#### [WHAT YOU HAVE TO DO]
Render the rows below, from the first line through the line containing "558 184 L 562", inclusive, as a JSON list of strings with one string per line. Leave out blank lines and any line after that range.

====== MATERIAL FOR THIS EXERCISE

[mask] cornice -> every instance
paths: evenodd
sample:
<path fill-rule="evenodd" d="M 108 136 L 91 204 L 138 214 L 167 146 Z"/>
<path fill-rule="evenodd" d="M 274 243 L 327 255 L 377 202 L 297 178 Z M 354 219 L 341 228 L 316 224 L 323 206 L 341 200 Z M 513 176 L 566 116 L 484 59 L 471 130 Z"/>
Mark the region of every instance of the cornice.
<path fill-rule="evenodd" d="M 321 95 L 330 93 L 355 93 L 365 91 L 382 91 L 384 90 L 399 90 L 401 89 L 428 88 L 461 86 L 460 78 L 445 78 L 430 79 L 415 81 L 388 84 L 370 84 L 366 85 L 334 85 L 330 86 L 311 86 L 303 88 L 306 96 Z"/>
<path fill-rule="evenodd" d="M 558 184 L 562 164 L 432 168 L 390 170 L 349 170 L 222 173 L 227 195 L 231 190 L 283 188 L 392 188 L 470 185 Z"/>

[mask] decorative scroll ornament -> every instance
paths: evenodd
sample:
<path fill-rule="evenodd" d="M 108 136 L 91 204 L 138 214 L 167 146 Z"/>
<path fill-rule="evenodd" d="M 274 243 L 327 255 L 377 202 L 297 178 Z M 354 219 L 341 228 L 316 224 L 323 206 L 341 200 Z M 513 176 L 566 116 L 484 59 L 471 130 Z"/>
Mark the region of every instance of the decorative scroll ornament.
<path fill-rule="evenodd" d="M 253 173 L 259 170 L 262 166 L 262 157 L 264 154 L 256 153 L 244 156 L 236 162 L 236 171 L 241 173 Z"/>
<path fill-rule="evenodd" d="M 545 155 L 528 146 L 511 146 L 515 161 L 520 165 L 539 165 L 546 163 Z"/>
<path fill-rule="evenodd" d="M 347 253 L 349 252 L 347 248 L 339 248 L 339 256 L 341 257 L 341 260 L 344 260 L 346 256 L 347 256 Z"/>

============

#### [FINAL RESULT]
[
  "[mask] cornice -> every instance",
  "paths: evenodd",
  "sample:",
  "<path fill-rule=\"evenodd\" d=\"M 108 136 L 91 204 L 138 214 L 167 146 Z\"/>",
  "<path fill-rule=\"evenodd\" d=\"M 274 243 L 327 255 L 377 202 L 297 178 Z M 354 219 L 341 228 L 316 224 L 323 206 L 341 200 Z M 513 176 L 566 116 L 484 59 L 471 130 Z\"/>",
  "Mark the region of every instance of the cornice.",
  "<path fill-rule=\"evenodd\" d=\"M 321 95 L 330 93 L 355 93 L 365 91 L 382 91 L 384 90 L 399 90 L 401 89 L 428 88 L 461 86 L 460 78 L 445 78 L 430 79 L 415 81 L 388 84 L 370 84 L 366 85 L 334 85 L 330 86 L 311 86 L 303 88 L 306 96 Z\"/>",
  "<path fill-rule=\"evenodd\" d=\"M 558 184 L 562 164 L 432 168 L 390 170 L 349 170 L 222 173 L 227 195 L 231 190 L 283 188 L 392 188 L 470 185 Z\"/>"
]